◆ Problem to work on
Word for word, restate the entries below from their first line through the line that contains "115, row 538.".

[Stored records]

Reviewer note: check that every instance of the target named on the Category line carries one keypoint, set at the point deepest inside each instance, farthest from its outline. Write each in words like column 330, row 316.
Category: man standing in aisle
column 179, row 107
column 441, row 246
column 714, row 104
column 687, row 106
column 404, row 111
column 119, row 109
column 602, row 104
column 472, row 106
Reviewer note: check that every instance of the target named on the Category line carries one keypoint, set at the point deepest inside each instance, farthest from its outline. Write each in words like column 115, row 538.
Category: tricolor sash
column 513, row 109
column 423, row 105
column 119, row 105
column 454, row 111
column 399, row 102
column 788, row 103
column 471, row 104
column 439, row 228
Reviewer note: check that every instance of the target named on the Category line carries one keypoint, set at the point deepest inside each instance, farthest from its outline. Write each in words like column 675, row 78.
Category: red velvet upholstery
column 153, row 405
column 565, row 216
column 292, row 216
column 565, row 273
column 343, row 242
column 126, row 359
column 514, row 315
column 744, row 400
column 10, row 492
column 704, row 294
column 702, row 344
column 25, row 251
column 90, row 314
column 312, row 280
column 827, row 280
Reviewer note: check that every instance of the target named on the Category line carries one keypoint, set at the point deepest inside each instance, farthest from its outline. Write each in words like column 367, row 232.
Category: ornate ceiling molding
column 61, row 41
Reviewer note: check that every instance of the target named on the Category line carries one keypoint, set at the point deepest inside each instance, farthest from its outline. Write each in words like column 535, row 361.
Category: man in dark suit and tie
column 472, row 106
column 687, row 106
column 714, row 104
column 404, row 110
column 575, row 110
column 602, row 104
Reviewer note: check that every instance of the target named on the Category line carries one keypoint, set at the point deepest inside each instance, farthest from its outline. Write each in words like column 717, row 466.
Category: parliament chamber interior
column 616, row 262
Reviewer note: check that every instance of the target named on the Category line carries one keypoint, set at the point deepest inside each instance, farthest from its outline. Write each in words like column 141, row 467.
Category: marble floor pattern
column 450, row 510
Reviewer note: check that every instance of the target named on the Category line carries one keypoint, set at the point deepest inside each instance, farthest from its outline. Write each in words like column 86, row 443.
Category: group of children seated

◆ Exercise output
Reviewer note: check that every instance of the target named on the Category line carries one keypoint, set at the point deepest inside each instance, farthest from its outline. Write each in words like column 330, row 316.
Category: man standing in aisle
column 179, row 107
column 441, row 246
column 714, row 104
column 687, row 106
column 404, row 111
column 119, row 109
column 602, row 104
column 472, row 106
Reviewer note: check that every instance of the target named on the Category line carries one keypoint, set at the point deepest inside each instance, farthest from its outline. Write each in words like column 115, row 538.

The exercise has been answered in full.